> [Point localization data]:

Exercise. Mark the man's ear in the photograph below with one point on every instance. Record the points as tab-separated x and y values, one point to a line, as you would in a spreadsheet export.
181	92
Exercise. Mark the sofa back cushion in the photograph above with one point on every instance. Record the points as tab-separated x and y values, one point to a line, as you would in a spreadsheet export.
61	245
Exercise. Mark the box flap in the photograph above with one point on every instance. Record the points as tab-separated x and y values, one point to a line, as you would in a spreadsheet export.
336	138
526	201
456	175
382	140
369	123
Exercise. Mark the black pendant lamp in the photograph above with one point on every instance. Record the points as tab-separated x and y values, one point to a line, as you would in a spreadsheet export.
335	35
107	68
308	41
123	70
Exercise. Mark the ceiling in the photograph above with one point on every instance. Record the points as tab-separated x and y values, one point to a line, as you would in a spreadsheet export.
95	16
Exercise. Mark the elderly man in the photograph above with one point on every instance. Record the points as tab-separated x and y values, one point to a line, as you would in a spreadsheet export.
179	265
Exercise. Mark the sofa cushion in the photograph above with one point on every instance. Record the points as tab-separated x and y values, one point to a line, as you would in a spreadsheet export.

--

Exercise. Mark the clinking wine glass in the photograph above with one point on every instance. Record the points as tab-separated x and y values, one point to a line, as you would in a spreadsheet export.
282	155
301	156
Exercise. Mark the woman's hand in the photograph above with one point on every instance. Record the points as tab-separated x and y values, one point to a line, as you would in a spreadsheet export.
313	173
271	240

> [DIRECTIONS FOR THIS TASK]:
Go to the line with "Exercise. Mark the man's" in the entries above and repeat every line from there through the line with "Exercise. Mark the sofa cushion", exactly and with no other text.

> [EXERCISE SOLUTION]:
Exercise. Mark the man's ear in the photograph below with one point on every instance. Record the points as tab-separated x and y values, one point to a line, as you would in a spreadsheet export.
181	92
Exercise. Mark the sofa back cushion in the photograph above with one point on every instance. Record the points as tab-separated x and y values, one point to a line, as you would in a spreadsheet export.
61	245
Exercise. Mark the box flap in the photograph above with one point on every instance. Record the points as tab-separated x and y values, one point to a line, as you would in a spreadsheet export.
336	138
526	201
456	175
382	140
369	123
Exercise. Mark the black pendant lamp in the photograph above with one point on every instance. Record the points as tab-separated x and y values, one point to a line, as you would in a spreadsheet export.
335	35
107	68
308	41
123	70
Exercise. Mark the ceiling in the photograph above with one point on every instance. Record the points as tab-separated x and y values, one point to a line, as you would in a spreadsheet export.
95	16
Exercise. Mark the elderly man in the photograph above with one point on every instance. Record the points as tab-separated x and y values, one point to a line, as you would in a spreadsheet export.
179	265
Exercise. Mark the sofa cushion in the photograph above with one point on every instance. Record the points as tab-separated x and y values, one point to a line, as you would in a spreadsheet export.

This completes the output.